## [What is asked]
In the entries that begin at the line containing "Locate every instance of the loader" and end after the line containing "(1043, 501)", change "pin" to "marker" and give those lines again with nothing else altered.

## [Working data]
****************
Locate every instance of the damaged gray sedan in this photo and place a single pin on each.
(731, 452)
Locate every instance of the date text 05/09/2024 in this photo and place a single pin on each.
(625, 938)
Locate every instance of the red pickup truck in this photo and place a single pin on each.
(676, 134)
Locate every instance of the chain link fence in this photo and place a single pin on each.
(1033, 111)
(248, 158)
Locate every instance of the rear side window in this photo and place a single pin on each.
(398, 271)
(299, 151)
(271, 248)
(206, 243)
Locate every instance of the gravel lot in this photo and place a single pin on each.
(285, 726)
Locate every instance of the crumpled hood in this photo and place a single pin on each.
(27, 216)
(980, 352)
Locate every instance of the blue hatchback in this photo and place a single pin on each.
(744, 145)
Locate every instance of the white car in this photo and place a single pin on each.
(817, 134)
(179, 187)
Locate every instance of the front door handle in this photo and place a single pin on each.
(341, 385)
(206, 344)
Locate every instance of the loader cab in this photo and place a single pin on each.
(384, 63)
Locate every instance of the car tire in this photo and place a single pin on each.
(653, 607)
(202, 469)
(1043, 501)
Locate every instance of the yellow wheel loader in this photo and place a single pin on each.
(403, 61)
****************
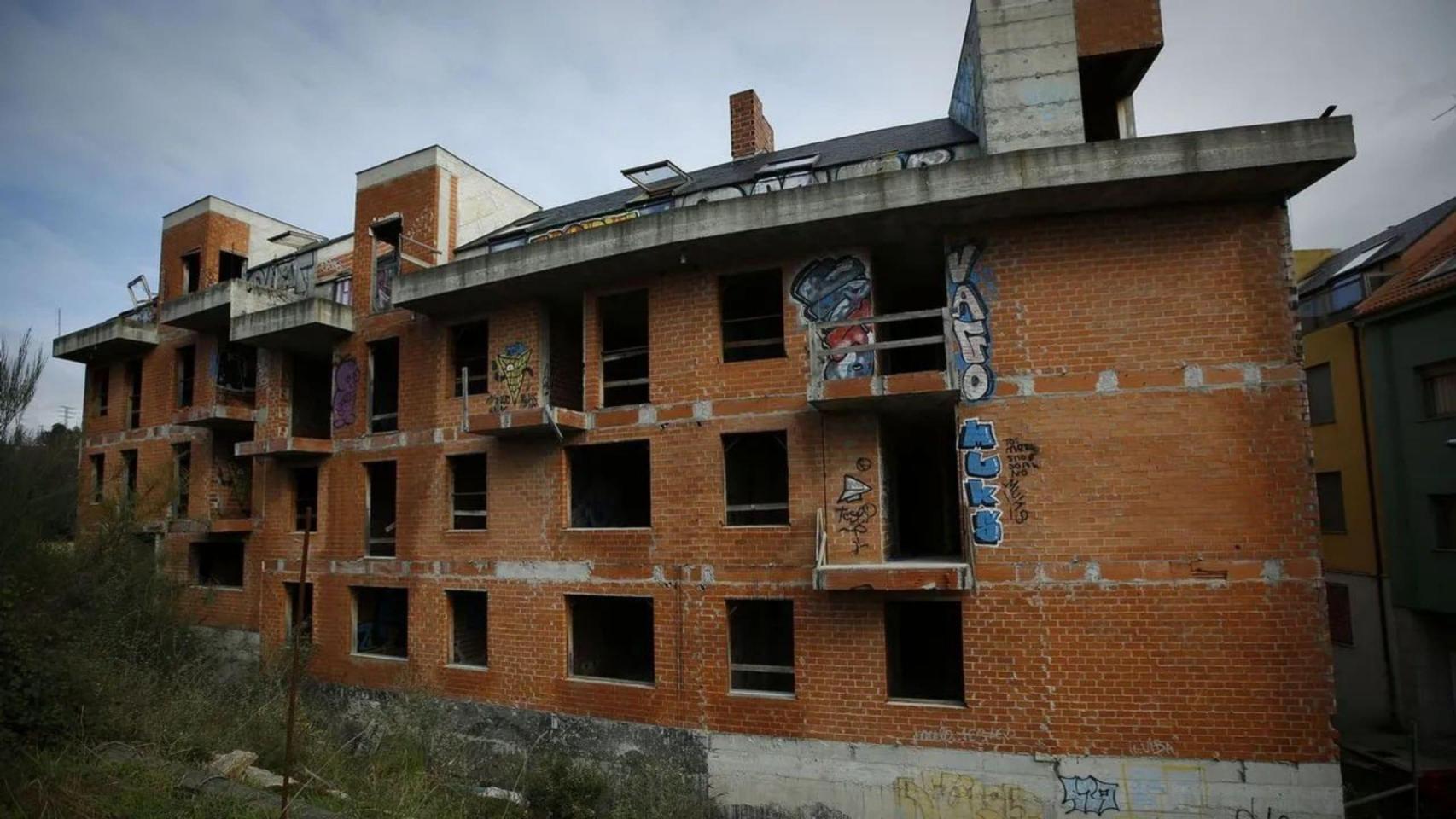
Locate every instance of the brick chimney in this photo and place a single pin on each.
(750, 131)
****************
## [Exercise solution]
Locate every instance of the loader cab in this photo and place a single marker on each.
(384, 63)
Locate every instance of the car tire in this photo and place a single marker on each.
(653, 607)
(202, 469)
(1043, 501)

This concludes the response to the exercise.